» Exercise material:
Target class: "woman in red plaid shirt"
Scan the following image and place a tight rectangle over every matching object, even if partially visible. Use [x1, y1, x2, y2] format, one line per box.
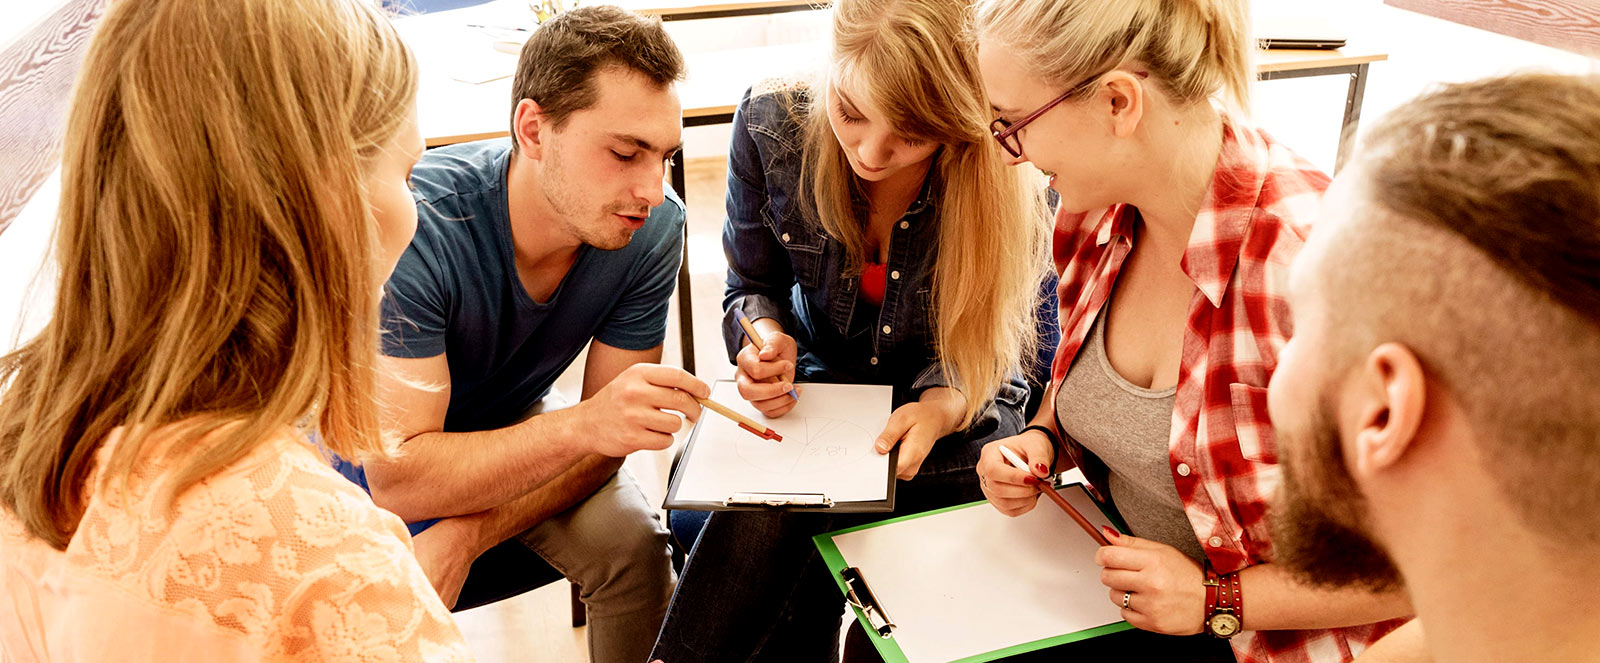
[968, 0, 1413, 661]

==

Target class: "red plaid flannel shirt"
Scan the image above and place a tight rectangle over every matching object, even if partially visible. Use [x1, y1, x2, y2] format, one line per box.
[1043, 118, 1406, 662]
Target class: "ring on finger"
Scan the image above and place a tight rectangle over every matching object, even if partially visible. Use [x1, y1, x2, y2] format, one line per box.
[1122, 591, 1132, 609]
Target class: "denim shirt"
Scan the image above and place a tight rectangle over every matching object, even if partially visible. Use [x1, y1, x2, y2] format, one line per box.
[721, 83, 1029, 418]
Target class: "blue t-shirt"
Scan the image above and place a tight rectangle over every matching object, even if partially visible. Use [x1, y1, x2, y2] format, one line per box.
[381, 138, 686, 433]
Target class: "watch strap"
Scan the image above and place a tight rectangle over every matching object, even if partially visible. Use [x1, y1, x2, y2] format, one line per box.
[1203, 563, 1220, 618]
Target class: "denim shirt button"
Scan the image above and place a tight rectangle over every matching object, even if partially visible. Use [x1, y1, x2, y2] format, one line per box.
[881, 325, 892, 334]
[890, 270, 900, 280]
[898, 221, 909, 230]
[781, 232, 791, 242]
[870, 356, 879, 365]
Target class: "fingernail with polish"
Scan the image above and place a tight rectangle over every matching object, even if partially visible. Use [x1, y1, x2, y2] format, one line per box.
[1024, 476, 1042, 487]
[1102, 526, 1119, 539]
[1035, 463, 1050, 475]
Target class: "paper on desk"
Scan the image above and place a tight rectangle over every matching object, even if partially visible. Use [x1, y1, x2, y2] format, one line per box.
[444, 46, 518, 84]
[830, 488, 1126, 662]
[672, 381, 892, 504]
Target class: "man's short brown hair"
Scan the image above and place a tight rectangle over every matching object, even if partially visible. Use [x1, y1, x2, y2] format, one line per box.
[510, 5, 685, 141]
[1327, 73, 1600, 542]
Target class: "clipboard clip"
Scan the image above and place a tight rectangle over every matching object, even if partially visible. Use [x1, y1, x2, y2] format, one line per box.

» Task:
Only lines that include "denim" belong in the answer; return them from the entries above.

» Response to this task:
Target class: "denim shirt"
Target class: "denim shirt button"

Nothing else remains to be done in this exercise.